## Goal
Copy out the entries below with every "comma-separated" changed to "comma-delimited" and nothing else altered. Leave the pictures out.

##### Given information

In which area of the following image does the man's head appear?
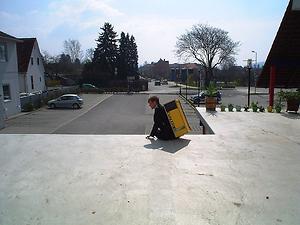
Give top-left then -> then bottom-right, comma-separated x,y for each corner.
148,96 -> 159,109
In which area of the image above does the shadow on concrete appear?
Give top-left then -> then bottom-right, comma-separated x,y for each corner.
281,112 -> 300,120
144,138 -> 191,154
206,110 -> 218,117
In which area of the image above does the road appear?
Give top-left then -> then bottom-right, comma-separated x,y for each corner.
0,82 -> 274,135
0,83 -> 202,135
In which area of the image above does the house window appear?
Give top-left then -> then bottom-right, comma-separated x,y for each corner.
0,42 -> 7,62
30,76 -> 34,90
3,84 -> 11,101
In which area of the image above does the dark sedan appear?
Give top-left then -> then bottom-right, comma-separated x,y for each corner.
48,94 -> 83,109
190,91 -> 222,104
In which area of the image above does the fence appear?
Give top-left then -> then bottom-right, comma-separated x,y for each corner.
20,86 -> 79,112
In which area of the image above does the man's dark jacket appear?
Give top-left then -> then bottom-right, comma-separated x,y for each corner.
150,104 -> 175,140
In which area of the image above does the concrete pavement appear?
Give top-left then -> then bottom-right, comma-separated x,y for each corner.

##########

## Solution to the exercise
In which area of the following image does the man's head appear?
Give top-left then -> then bottom-right, comma-delimited x,y for each corner.
148,96 -> 159,109
In which area of the image above does the shadow on concrete appear?
Give top-left then -> then bottom-right, comma-delimited x,y for each corner.
281,112 -> 300,120
144,138 -> 191,154
206,110 -> 218,117
In which area of the image above does the road appear?
Give top-left then -> then bottom-right, comma-delimited x,y for each corner.
0,82 -> 274,135
0,83 -> 202,135
In which area of the image above does the house window appear?
Give top-left then -> then bottom-right, comma-delimited x,y for each corner.
0,42 -> 7,62
30,76 -> 34,90
3,84 -> 11,101
In which area of the image above does the dark sedan appear?
Give top-left then -> then bottom-right, comma-delimited x,y for each corner.
48,94 -> 83,109
190,91 -> 222,104
In which area of the image above does the fence appear?
Give top-left then -> then bottom-right, comma-delimited x,y for each corner.
20,86 -> 79,112
In which area of the image above does the man's dark jacket appear?
Give top-left then -> then bottom-right, comma-delimited x,y for each corner.
150,104 -> 175,140
In which area of the image above does the concrete pavement appear?
Give top-left then -> then bottom-right, comma-delimited x,y for each corner.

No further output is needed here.